- [Directions for this task]: Rewrite every one of these records, substituting "seed head in profile" for each occurrence of "flower head in profile" and keeping all other text unchanged.

- [Input]:
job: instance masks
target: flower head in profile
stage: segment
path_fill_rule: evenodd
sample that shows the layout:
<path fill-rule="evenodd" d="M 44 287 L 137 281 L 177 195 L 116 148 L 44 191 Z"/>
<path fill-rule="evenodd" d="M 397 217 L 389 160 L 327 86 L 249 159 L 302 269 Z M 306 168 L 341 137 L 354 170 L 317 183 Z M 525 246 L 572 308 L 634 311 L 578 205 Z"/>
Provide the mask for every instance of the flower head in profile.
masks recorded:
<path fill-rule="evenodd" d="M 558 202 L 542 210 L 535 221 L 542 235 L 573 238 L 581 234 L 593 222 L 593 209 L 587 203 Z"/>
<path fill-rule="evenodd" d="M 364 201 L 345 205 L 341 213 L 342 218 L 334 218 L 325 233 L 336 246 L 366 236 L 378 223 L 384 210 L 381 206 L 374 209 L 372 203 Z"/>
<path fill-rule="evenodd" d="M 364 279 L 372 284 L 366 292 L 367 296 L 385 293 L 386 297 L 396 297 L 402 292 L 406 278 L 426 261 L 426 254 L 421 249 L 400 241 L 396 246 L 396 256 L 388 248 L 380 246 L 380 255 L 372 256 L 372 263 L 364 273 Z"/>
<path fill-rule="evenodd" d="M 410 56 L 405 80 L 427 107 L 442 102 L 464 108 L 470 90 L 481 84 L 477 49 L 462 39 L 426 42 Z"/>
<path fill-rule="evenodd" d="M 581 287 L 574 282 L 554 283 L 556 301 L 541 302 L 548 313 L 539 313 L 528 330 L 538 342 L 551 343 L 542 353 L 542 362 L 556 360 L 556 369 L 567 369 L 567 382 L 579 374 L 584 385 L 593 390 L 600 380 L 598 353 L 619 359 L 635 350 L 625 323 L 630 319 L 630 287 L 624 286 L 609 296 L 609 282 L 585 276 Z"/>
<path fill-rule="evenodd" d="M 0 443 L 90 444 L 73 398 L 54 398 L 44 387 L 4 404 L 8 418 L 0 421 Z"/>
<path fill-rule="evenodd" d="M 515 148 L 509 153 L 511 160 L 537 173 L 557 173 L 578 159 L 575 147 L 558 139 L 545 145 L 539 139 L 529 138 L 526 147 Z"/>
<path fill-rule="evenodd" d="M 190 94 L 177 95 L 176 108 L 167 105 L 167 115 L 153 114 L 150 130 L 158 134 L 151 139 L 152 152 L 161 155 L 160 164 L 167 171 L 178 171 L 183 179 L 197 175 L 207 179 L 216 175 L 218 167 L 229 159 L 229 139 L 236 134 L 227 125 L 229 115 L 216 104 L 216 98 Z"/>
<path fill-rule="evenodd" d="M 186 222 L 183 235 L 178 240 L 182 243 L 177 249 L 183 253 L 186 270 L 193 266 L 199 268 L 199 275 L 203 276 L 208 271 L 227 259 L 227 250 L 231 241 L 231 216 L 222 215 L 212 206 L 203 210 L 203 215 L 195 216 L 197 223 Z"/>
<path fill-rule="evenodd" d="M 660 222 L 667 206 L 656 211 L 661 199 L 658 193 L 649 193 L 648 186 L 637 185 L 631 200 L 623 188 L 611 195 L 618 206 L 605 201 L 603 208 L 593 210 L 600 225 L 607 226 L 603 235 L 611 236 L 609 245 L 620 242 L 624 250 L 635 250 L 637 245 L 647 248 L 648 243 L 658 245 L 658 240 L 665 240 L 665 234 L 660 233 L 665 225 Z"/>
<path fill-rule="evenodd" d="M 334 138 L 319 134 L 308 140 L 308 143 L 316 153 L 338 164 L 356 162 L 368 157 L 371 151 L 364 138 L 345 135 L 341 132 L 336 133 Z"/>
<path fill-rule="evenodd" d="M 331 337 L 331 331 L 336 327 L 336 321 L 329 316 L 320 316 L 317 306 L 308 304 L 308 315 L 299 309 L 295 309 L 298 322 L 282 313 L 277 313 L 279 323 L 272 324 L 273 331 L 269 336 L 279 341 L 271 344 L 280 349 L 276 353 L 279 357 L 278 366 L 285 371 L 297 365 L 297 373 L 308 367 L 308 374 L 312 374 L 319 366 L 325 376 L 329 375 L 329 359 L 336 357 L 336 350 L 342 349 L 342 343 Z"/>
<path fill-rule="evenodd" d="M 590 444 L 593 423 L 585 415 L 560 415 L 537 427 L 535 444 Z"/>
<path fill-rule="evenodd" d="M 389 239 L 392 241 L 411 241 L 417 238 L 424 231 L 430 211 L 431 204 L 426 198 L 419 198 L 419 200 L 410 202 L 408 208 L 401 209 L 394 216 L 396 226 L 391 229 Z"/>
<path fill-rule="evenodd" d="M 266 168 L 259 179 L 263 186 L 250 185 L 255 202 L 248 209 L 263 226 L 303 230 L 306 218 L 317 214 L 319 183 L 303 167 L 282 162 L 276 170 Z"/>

- [Complete output]:
job: instance masks
target: seed head in profile
stage: segment
path_fill_rule: evenodd
sample that shows the layout:
<path fill-rule="evenodd" d="M 44 287 L 137 281 L 177 195 L 116 148 L 44 191 Z"/>
<path fill-rule="evenodd" d="M 397 217 L 389 160 L 327 86 L 249 159 L 302 269 Z M 306 168 L 341 137 L 354 170 L 317 183 Z M 525 246 L 572 308 L 634 311 L 578 205 Z"/>
Provide the mask for every instance of the seed head in profile.
masks recorded:
<path fill-rule="evenodd" d="M 558 202 L 542 210 L 535 221 L 542 235 L 573 238 L 581 234 L 593 222 L 593 209 L 587 203 Z"/>
<path fill-rule="evenodd" d="M 364 201 L 345 205 L 341 213 L 342 218 L 334 218 L 325 233 L 336 246 L 366 236 L 378 223 L 384 210 L 381 206 L 374 209 L 372 203 Z"/>
<path fill-rule="evenodd" d="M 364 279 L 372 284 L 366 292 L 367 296 L 385 293 L 386 297 L 396 297 L 402 292 L 406 278 L 426 261 L 426 254 L 421 249 L 400 241 L 396 246 L 396 256 L 388 248 L 380 246 L 380 255 L 372 256 L 372 263 L 364 273 Z"/>
<path fill-rule="evenodd" d="M 410 56 L 405 80 L 427 107 L 442 102 L 464 108 L 470 90 L 481 84 L 477 49 L 462 39 L 426 42 Z"/>
<path fill-rule="evenodd" d="M 581 287 L 574 282 L 554 283 L 556 301 L 541 302 L 548 313 L 539 313 L 528 330 L 538 342 L 551 343 L 542 353 L 542 362 L 556 360 L 556 369 L 567 369 L 567 382 L 579 374 L 584 385 L 593 390 L 600 380 L 598 353 L 619 359 L 635 350 L 625 323 L 630 319 L 630 287 L 624 286 L 609 296 L 609 282 L 585 276 Z"/>
<path fill-rule="evenodd" d="M 0 443 L 90 444 L 73 398 L 54 398 L 44 387 L 4 404 L 8 418 L 0 421 Z"/>
<path fill-rule="evenodd" d="M 515 148 L 509 153 L 511 160 L 537 173 L 557 173 L 578 159 L 575 147 L 558 139 L 545 145 L 539 139 L 529 138 L 526 147 Z"/>
<path fill-rule="evenodd" d="M 190 94 L 177 95 L 176 108 L 167 105 L 167 115 L 153 114 L 150 130 L 158 134 L 151 139 L 152 152 L 161 155 L 160 164 L 167 171 L 178 171 L 183 179 L 197 175 L 207 179 L 216 175 L 218 167 L 229 159 L 229 139 L 236 134 L 227 125 L 229 115 L 216 104 L 216 98 Z"/>
<path fill-rule="evenodd" d="M 186 222 L 183 235 L 178 240 L 182 243 L 177 249 L 183 253 L 186 270 L 193 266 L 199 268 L 199 275 L 203 276 L 208 271 L 227 259 L 227 250 L 231 241 L 231 216 L 222 215 L 212 206 L 203 210 L 203 215 L 195 216 L 197 223 Z"/>
<path fill-rule="evenodd" d="M 660 222 L 667 206 L 656 211 L 661 199 L 658 193 L 649 193 L 648 186 L 637 185 L 631 200 L 623 188 L 611 195 L 618 206 L 605 201 L 603 208 L 593 210 L 600 225 L 607 226 L 603 235 L 611 236 L 609 245 L 620 242 L 624 250 L 635 250 L 637 245 L 647 248 L 648 243 L 658 245 L 658 240 L 665 240 L 665 234 L 660 233 L 665 225 Z"/>
<path fill-rule="evenodd" d="M 334 138 L 319 134 L 308 140 L 308 143 L 316 153 L 338 164 L 356 162 L 368 157 L 371 151 L 364 138 L 345 135 L 341 132 L 336 133 Z"/>
<path fill-rule="evenodd" d="M 331 337 L 331 331 L 336 327 L 336 321 L 329 316 L 320 316 L 317 306 L 308 304 L 308 315 L 299 309 L 295 309 L 298 322 L 282 313 L 277 313 L 279 323 L 272 324 L 273 331 L 269 336 L 279 341 L 271 344 L 280 349 L 276 353 L 279 357 L 278 366 L 285 371 L 297 365 L 297 373 L 308 367 L 308 374 L 312 374 L 319 366 L 325 376 L 329 375 L 329 359 L 336 357 L 336 350 L 342 349 L 342 343 Z"/>
<path fill-rule="evenodd" d="M 590 444 L 593 423 L 585 415 L 560 415 L 537 427 L 535 444 Z"/>
<path fill-rule="evenodd" d="M 389 239 L 392 241 L 411 241 L 417 238 L 424 231 L 430 211 L 431 204 L 426 198 L 419 198 L 419 200 L 410 202 L 408 208 L 401 209 L 394 216 L 396 226 L 391 229 Z"/>
<path fill-rule="evenodd" d="M 266 168 L 259 179 L 263 186 L 250 185 L 255 202 L 248 209 L 263 226 L 303 230 L 306 218 L 317 214 L 319 183 L 303 167 L 282 162 L 276 170 Z"/>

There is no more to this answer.